§ **Records for processing**:
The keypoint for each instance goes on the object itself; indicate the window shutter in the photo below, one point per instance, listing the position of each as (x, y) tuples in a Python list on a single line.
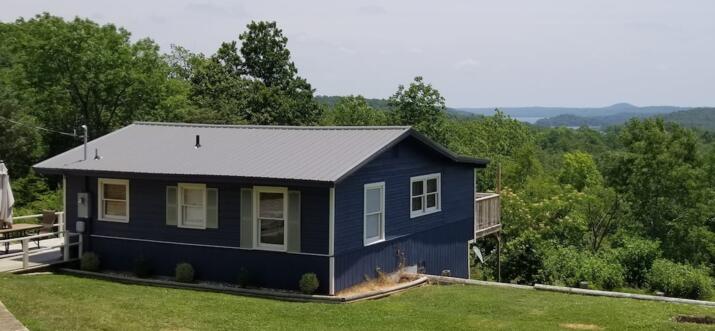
[(172, 208), (293, 221), (212, 208), (246, 218)]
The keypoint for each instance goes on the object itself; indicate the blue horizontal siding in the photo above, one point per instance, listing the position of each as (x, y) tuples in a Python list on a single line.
[(395, 167), (442, 248), (272, 269)]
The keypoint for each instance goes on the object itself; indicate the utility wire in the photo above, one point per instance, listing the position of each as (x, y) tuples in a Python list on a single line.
[(39, 127)]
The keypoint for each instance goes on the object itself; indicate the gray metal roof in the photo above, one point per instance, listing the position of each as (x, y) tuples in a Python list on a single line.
[(324, 154)]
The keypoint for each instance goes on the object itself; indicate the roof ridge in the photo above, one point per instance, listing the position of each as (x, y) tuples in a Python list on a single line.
[(276, 127)]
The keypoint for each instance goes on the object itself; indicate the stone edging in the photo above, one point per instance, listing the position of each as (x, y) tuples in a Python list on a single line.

§ **Problem to solve**: The records above should be returned word for word, with every picture left out.

§ **Task output**:
The keypoint for each instance goes on the object itself; indicate the window shutter in the photo below, one point per instance, listing the position of each as (x, y) tuples in a Python list on a single line.
[(172, 208), (293, 221), (212, 208), (246, 218)]
The keypoint for each instance goes on the object itself; indicate the blue horizontal siding in the photo above, one point per instance, listing the position of each as (x, y) tuples in a Python list on a single line.
[(395, 167), (442, 248), (272, 269)]
The keypoint for each instance goes on the object itself; indicate the utility wire in the photo above, one point per instance, listing the position of each as (x, y) tuples in a Python list on a single line.
[(39, 127)]
The keypoint for each instance goes on the object itself; indicate the gray metal roof in the photo above, one point per instance, listing the position of each as (x, y) tuples in a Python list on a single line.
[(324, 154)]
The keypoint for each instance goes on the object itself; indicate the roof ridge in the photo above, one point per instance, listing the position of each as (x, y) tuples in a Python list on a single line.
[(276, 127)]
The keypoint for each instance goes on the object itself; indicate the stone edging in the photo above, one point per instance, listing the position of each as (x, y) tuples in a Python list on a single line.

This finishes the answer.